Data below:

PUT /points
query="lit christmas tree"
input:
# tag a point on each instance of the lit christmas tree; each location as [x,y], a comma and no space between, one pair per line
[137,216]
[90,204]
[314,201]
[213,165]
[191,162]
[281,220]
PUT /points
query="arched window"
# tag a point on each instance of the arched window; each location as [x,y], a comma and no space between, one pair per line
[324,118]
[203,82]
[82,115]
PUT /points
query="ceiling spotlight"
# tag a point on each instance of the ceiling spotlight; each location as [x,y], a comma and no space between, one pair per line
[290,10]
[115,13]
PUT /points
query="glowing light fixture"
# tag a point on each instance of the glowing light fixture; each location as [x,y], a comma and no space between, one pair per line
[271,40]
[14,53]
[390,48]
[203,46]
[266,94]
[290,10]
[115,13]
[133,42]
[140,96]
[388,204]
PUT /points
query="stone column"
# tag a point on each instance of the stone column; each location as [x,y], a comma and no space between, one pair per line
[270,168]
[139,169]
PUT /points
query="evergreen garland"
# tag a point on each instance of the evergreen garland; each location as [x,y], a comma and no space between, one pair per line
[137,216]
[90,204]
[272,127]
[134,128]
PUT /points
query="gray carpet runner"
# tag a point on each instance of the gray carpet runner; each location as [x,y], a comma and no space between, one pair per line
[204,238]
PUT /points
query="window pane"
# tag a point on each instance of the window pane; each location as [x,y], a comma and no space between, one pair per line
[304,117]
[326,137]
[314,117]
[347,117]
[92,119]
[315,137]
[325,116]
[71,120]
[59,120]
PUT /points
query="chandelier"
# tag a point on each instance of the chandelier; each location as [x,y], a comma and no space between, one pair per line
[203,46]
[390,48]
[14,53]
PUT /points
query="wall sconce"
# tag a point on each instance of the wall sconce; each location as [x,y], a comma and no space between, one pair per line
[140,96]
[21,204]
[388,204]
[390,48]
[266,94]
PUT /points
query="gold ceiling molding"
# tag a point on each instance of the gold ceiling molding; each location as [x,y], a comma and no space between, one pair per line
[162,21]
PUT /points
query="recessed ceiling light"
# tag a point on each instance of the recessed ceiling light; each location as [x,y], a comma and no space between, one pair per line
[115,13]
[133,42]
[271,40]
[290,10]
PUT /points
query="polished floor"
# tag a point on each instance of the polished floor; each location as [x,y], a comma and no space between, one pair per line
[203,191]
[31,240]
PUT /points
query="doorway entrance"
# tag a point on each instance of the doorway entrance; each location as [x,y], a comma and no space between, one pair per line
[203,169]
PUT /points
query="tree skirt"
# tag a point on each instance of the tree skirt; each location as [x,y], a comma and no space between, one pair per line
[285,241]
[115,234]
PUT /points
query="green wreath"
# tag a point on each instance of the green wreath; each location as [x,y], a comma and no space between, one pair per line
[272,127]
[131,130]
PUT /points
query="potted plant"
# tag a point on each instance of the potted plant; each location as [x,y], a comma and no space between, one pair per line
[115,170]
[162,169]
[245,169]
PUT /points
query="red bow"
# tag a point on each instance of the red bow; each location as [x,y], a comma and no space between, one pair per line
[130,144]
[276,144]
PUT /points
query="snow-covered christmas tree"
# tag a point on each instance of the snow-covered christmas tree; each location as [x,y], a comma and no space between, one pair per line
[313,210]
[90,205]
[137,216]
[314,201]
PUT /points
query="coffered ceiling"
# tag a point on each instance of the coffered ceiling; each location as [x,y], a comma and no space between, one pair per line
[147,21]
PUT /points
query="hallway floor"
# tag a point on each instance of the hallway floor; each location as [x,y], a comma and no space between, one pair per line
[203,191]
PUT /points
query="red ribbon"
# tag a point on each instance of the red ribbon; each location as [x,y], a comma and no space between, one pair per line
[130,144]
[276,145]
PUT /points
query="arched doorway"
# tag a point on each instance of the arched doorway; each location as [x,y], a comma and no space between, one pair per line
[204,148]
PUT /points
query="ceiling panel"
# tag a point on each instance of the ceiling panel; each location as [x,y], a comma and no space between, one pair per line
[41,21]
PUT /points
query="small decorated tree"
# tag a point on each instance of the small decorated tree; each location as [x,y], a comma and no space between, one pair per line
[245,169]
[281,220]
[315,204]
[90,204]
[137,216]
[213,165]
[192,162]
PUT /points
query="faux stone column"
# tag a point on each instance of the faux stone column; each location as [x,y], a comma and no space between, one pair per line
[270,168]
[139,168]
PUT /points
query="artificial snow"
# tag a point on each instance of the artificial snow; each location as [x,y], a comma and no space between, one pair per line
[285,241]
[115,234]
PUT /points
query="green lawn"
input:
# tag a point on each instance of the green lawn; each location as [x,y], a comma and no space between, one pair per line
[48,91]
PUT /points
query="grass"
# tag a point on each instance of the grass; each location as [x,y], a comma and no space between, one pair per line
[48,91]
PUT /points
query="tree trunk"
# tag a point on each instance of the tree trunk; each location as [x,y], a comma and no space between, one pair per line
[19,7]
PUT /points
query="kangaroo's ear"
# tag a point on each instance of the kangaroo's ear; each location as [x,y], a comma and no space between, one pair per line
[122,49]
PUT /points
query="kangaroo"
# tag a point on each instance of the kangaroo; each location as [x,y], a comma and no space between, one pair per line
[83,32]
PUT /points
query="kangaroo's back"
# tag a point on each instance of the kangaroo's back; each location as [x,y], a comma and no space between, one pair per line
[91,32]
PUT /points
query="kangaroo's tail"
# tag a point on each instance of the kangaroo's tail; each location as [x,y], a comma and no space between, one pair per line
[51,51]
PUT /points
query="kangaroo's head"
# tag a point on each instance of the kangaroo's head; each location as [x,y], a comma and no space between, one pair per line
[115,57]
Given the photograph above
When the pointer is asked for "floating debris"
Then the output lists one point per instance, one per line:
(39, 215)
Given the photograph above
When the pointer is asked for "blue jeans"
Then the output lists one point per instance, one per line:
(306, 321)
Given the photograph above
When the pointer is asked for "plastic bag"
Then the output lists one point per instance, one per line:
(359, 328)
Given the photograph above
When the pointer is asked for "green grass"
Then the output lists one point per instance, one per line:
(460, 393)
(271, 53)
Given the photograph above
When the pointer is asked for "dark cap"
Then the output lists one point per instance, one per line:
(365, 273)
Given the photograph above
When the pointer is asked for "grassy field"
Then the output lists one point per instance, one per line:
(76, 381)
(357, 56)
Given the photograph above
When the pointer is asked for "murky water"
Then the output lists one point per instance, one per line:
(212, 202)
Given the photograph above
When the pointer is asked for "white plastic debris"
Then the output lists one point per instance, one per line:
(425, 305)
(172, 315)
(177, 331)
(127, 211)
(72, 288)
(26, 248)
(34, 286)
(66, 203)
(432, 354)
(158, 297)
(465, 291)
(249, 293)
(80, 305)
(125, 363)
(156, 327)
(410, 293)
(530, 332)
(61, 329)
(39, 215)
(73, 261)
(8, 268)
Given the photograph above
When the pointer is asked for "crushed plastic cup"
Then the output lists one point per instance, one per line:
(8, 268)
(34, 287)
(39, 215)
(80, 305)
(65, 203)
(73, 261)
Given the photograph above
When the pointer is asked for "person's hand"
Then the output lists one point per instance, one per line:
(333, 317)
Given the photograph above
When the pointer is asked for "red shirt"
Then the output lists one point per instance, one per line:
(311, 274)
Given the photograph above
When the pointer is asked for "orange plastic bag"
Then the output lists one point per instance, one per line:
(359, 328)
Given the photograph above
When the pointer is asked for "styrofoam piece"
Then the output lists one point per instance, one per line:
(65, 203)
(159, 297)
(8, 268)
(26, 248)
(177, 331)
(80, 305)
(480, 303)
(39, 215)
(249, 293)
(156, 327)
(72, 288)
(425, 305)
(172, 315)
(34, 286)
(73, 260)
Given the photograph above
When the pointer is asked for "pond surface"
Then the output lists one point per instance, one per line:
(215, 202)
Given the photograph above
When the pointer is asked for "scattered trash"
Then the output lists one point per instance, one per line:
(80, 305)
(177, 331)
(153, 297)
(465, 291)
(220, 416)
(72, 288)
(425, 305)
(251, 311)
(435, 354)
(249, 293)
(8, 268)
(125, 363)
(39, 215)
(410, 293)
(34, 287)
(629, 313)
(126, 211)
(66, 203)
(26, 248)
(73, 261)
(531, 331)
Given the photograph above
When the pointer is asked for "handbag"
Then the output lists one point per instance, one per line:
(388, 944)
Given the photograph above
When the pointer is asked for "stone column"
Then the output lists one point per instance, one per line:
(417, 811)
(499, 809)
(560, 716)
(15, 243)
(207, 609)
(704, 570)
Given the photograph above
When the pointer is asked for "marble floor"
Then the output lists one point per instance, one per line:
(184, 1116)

End of Data.

Among the lines above, find the ones containing "plastic" and copy them.

Task result:
When the pointer is asked for "plastic bag"
When the pointer is asked for "white plastic debris"
When the pointer is asked for "crushed plastic cup"
When the pointer is asked for "orange plastic bag"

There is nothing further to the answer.